- _What the exercise asks_:
Reproduce every line starting at the one that contains "Every instance of the woman's left" and ending at the last of the rows, requests included. Rescale each point coordinate in the answers by multiplying it by 2.5 and rounding to the nearest whole number, with halves rounded up; leave the requests and their sample coordinates unchanged.

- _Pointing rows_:
================================

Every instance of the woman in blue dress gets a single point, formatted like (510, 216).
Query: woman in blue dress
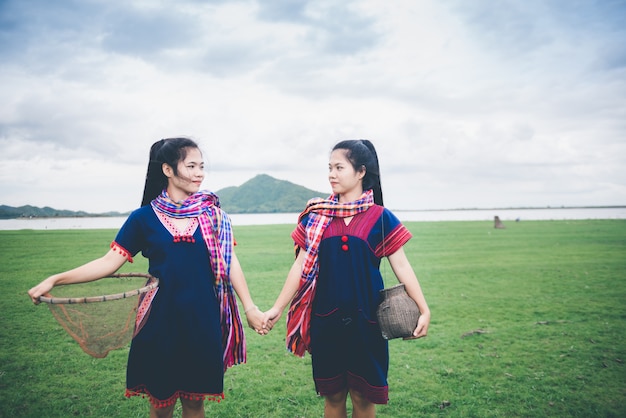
(334, 284)
(188, 331)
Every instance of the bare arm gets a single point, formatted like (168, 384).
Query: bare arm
(253, 314)
(287, 293)
(405, 274)
(93, 270)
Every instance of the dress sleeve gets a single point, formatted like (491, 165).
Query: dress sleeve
(130, 238)
(299, 233)
(394, 234)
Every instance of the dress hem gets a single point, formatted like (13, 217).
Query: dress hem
(182, 394)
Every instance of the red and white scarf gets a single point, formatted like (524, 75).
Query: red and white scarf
(321, 212)
(218, 236)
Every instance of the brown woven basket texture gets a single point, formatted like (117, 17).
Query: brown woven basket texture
(397, 313)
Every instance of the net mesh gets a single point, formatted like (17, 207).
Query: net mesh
(103, 323)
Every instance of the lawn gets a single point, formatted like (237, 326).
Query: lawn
(527, 321)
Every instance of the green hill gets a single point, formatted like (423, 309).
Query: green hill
(265, 194)
(261, 194)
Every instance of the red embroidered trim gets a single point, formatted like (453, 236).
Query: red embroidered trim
(375, 394)
(163, 403)
(116, 247)
(186, 235)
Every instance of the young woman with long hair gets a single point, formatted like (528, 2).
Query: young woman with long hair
(192, 332)
(334, 283)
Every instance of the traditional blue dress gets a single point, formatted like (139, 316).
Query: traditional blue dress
(347, 349)
(178, 351)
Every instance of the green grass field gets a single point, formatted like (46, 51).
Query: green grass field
(528, 321)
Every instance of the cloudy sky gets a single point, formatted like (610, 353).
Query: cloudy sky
(471, 104)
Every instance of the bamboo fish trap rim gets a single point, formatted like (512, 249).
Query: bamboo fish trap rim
(153, 282)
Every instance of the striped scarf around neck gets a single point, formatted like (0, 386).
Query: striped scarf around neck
(217, 234)
(321, 212)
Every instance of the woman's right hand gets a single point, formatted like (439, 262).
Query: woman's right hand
(271, 317)
(42, 289)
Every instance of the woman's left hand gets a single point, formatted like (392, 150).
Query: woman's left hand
(255, 319)
(422, 327)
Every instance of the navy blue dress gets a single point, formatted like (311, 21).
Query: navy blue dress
(347, 349)
(178, 352)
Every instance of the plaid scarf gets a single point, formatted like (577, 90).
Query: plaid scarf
(218, 237)
(321, 212)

================================

- _Output of the exercise_:
Every instance of the woman's left hand gets a single point, formatted like (392, 150).
Query: woman's left hand
(638, 798)
(1055, 818)
Every instance of the navy blue dress gets a single point, formatted like (311, 21).
Query: navy blue dress
(868, 873)
(445, 880)
Every instance of the plaid scarf gets a single point, formatted like (577, 90).
Query: plaid scarf
(545, 593)
(803, 530)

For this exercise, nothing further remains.